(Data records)
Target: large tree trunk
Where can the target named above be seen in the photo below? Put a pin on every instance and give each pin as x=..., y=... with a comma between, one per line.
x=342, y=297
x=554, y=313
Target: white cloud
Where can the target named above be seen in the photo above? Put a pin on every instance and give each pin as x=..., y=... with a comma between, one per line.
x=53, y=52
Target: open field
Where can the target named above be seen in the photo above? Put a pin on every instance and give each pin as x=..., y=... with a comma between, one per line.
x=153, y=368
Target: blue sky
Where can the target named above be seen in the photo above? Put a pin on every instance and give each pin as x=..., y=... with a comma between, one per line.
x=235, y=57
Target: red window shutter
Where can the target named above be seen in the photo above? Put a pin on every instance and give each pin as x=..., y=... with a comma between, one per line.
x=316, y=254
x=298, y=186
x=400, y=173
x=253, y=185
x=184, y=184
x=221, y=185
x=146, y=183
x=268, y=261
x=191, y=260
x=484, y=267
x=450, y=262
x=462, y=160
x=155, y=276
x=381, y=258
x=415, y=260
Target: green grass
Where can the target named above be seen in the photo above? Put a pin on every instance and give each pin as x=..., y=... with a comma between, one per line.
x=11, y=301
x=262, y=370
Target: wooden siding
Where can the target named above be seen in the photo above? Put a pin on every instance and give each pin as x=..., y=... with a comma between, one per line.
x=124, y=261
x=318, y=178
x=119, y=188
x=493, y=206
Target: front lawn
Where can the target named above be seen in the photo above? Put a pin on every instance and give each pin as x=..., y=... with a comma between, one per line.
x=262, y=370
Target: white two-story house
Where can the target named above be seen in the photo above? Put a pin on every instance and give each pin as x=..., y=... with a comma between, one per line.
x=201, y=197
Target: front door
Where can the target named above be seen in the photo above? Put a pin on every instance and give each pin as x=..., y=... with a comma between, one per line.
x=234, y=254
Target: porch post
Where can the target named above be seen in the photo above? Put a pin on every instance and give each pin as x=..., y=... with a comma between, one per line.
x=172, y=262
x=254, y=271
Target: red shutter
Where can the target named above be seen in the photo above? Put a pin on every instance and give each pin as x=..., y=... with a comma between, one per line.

* [What needs to be done]
Please quote every line of the listing above word for word.

* [Worked answer]
Target: large tree trunk
Where can the target named above be seen in the photo below? Put a pin on every instance and give each pin as x=..., y=... with a comma between, one per line.
x=342, y=297
x=554, y=313
Target: white cloud
Where can the target named above be seen in the photo above? Put a pin on every instance and give each pin as x=..., y=... with a comma between, one per line.
x=53, y=52
Target: open field
Where can the target named above be seen in the photo above? Put a pin on every instance and give each pin as x=..., y=... with a comma between, one per line.
x=153, y=368
Target: blue sky
Where can the target named above be seen in the photo above? Put a pin on every instance and give each pin as x=..., y=... with a comma between, one per line.
x=235, y=57
Target: red window shutter
Where can the target named above be seen in the photo above? Put a pin on every instance and give each pin as x=..., y=... with a comma between, one per line.
x=316, y=254
x=298, y=186
x=400, y=173
x=253, y=185
x=184, y=184
x=221, y=185
x=146, y=183
x=268, y=261
x=191, y=260
x=484, y=267
x=450, y=262
x=462, y=160
x=155, y=276
x=381, y=258
x=415, y=260
Target: green grass
Where can the target named above be seen in the photo above? Put a pin on every instance and give each pin as x=..., y=... with a comma between, one per line.
x=11, y=301
x=262, y=370
Target: wooden siding
Where can the target named above be seen in the photo above? Put a pin on every instance and give each pin as x=..., y=... with a comma between, one per line.
x=124, y=261
x=318, y=178
x=119, y=188
x=493, y=206
Target: front lawn
Where can the target named above be seen in the photo above? Put a pin on every instance and give each pin as x=..., y=... with a comma between, one per line.
x=262, y=370
Target: white two-story house
Where can the target named above be seen in the photo above? Put a pin on every instance and give each pin as x=..., y=... with a comma between, one per line.
x=201, y=197
Target: front door
Where can the target named above be seen in the photo above? Put a pin on every instance and give each pin as x=..., y=... with a comma between, one per line.
x=234, y=254
Target: porch post
Where can the target named above be seen in the photo above? Put a pin on every instance and give each pin as x=..., y=... with a comma between, one per line.
x=172, y=262
x=254, y=271
Target: red shutter
Where can the target named above be seen in the photo above? Put a pin on every instance and give each pin as x=..., y=... with a comma between, one per line.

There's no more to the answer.